Charleroi

Dans cet inventaire des relations des villes belges avec Victor Hugo, Charleroi a une place à part. Parce qu’il n’y a pas de trace de souvenirs remarquables d’un éventuel passage. Parce qu’il y est associé pourtant, mais par rapport à un texte… qu’il n’a jamais écrit…

Le dernier jour d’un condamné

De quoi parlons-nous?

Commençons par une mise en perspective. Dans l’ensemble des combats humanistes de Victor Hugo, on sait que sa lutte pour l’abolition de la peine de mort occupe une place importante. C’est à 27 ans seulement qu’il écrit Le dernier jour d’un condamné, où il se met dans la peau et dans la tête d’un condamné à mort et interpelle le lecteur à la première personne :

« Condamné à mort ! Voilà cinq semaines que j’habite avec cette pensée »…

Les condamnés à mort de Charleroi

Nous sommes plus de 30 ans plus tard, en janvier 1862. Victor Hugo aura 60 ans le mois suivant. Plusieurs journaux publient une longue lettre – signée Victor Hugo, une lettre étonnante et qui interpelle, et dont voici le début :

Hauteville-House, 21 janvier 1862.

Monsieur,

Je vis dans la solitude, et, depuis deux mois particulièrement, le travail, — un travail pressant, — m’absorbe à ce point que je ne sais plus rien de ce qui se passe au dehors.

Aujourd’hui, un ami m’apporte plusieurs journaux contenant de fort beaux vers où est demandée la grâce de neuf condamnés à mort. Au bas de ces vers, je lis ma signature.

Ces vers ne sont pas de moi.

Quel que soit l’auteur de ces vers, je le remercie.

Quand il s’agit de sauver des têtes, je trouve bon qu’on use de mon nom, et même qu’on en abuse.

J’ajoute que, pour une telle cause, il me paraît presque impossible d’en abuser. C’est ici, à coup sûr, que la fin justifie les moyens.

C’est ici, à coup sûr, que la fin justifie les moyens.

Que l’auteur pourtant me permette de lui reporter l’honneur de ces vers, qui, je le répète, me semblent fort beaux.

Et au premier remercîment que je lui adresse, j’en joins un second ; c’est de m’avoir fait connaître cette lamentable affaire de Charleroi.

(…)

Et Victor Hugo de poursuivre, en faisant de cette longue lettre, un nouveau plaidoyer en faveur de l’abolition de la peine de mort.

La bande noire de Charleroi

Reportons-nous au milieu du XIXe siècle. Nous sommes dans les années ’50. Une bande de voleurs sévit dans la région de Charleroi, mais aussi autour de Namur, Dinant, Nivelles. Ils volent et pillent. Ils n’hésitent pas à tuer à l’occasion. La Bande noire de Charleroi, c’est ainsi qu’on l’appellera, sévira pendant plus de cinq ans, jusqu’à son arrestation, le 26 avril 1861 ; elle n’aura pas moins de cinquante-cinq vols à son actif. Et quelques meurtres.

La Cour d’Assise de Mons sera sans indulgence : elle prononce neuf condamnations à mort.

▸ DONNÉES À UTILISER
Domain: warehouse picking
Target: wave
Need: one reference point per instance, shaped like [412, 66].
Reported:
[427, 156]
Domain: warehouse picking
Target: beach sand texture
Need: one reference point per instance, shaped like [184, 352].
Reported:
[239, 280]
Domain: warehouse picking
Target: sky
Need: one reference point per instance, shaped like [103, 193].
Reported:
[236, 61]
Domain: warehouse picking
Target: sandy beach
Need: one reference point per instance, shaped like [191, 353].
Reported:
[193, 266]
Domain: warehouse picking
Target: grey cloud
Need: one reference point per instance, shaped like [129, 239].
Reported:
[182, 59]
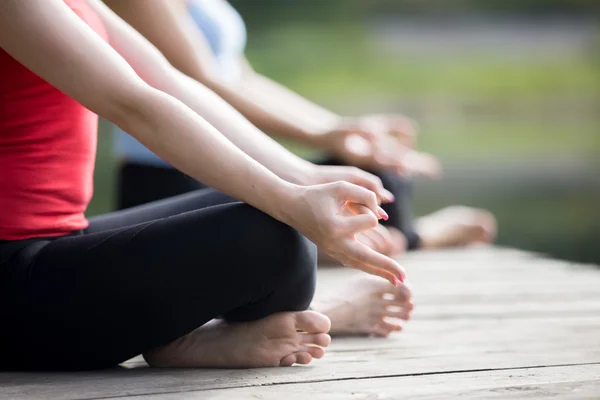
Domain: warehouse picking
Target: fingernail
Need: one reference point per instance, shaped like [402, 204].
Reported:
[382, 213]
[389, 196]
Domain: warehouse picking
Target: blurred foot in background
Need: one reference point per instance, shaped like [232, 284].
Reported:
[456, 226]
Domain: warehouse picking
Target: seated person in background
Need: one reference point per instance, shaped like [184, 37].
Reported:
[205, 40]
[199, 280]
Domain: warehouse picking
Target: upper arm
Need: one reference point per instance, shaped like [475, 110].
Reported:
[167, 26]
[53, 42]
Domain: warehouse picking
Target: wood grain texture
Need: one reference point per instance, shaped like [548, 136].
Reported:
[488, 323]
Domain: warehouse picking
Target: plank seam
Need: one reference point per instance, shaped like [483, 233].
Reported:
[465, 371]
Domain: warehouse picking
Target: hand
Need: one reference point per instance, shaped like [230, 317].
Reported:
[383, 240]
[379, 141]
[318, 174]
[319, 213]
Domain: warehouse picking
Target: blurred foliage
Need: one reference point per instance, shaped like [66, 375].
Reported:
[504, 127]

==

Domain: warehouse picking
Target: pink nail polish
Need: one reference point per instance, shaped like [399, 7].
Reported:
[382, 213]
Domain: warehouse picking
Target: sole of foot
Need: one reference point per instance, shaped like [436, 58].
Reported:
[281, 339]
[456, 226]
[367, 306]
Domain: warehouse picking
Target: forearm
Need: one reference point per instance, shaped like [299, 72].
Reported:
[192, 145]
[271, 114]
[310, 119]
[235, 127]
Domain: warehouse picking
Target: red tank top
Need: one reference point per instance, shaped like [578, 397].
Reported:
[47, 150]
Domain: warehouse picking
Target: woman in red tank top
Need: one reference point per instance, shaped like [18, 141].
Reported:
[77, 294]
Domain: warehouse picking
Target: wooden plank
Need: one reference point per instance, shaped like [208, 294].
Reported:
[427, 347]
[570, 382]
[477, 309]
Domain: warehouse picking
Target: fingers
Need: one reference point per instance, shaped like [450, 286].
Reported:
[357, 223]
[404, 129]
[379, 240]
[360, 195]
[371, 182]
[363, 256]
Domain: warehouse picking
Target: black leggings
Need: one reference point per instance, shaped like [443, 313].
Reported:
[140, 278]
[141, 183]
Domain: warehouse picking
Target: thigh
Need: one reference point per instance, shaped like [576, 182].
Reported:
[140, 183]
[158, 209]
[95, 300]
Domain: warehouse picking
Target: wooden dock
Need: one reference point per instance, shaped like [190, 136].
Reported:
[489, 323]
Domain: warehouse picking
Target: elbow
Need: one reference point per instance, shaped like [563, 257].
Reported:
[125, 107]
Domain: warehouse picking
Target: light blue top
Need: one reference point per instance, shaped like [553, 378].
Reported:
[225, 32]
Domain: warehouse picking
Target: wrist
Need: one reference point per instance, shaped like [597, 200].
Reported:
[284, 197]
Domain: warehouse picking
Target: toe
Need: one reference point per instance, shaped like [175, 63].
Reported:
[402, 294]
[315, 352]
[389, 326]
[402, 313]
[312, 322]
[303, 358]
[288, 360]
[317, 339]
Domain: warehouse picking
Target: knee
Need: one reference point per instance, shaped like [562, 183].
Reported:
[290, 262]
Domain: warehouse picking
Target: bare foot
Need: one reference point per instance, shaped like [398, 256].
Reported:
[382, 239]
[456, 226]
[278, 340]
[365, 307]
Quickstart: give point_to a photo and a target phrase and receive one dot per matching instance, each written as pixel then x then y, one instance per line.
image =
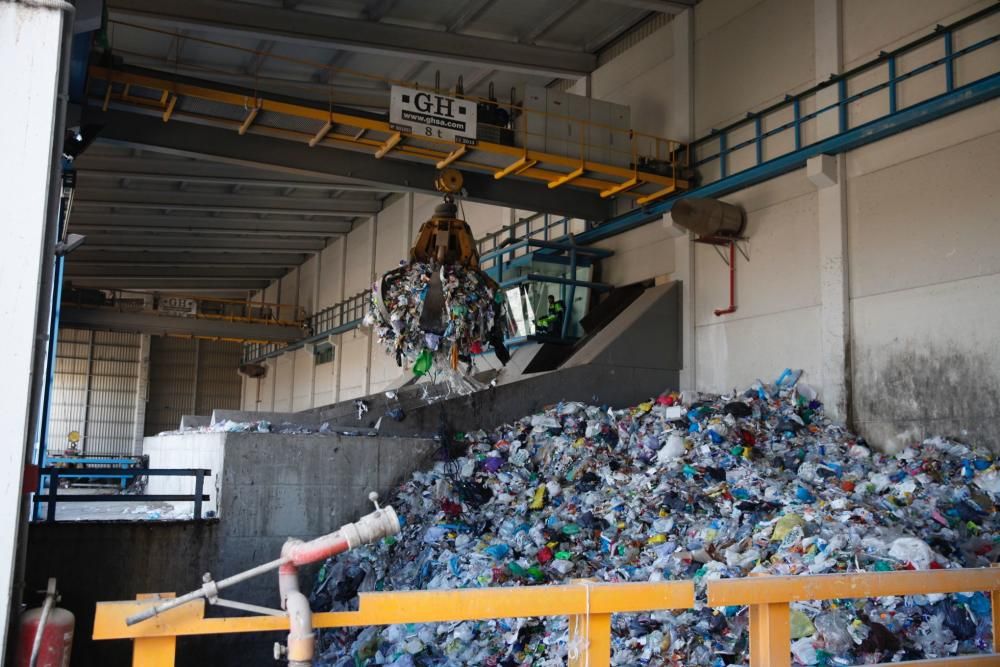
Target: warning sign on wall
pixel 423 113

--

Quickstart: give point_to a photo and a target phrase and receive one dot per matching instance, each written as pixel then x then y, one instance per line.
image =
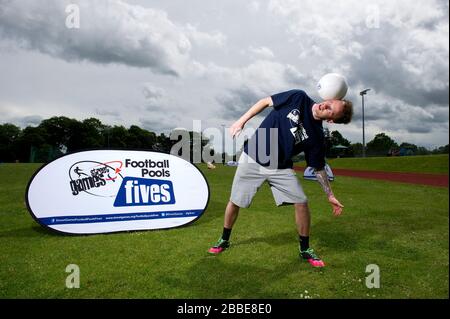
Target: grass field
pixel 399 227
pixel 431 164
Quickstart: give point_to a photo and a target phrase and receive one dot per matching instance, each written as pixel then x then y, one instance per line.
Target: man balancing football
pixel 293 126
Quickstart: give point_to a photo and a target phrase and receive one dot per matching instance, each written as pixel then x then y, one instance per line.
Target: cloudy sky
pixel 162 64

▸ ACTIONS REQUISES
[1] Répondez à ces questions sur le texte consacré à Victor Hugo et Charleroi.
(a) À quel âge Victor Hugo écrit-il Le dernier jour d’un condamné ?
(b) De quel lieu et de quel jour la lettre de Victor Hugo est-elle datée ?
(c) Combien de condamnations à mort la Cour d’Assise de Mons prononce-t-elle ?
[2] Repérez dans les enregistrements chaque ligne contenant le mot « background », puis recopiez-la.

▸ RÉPONSES
[1]
(a) À 27 ans.
(b) De Hauteville-House, le 21 janvier 1862.
(c) Neuf condamnations à mort.

[2]
Target: blurred foot in background
Target: seated person in background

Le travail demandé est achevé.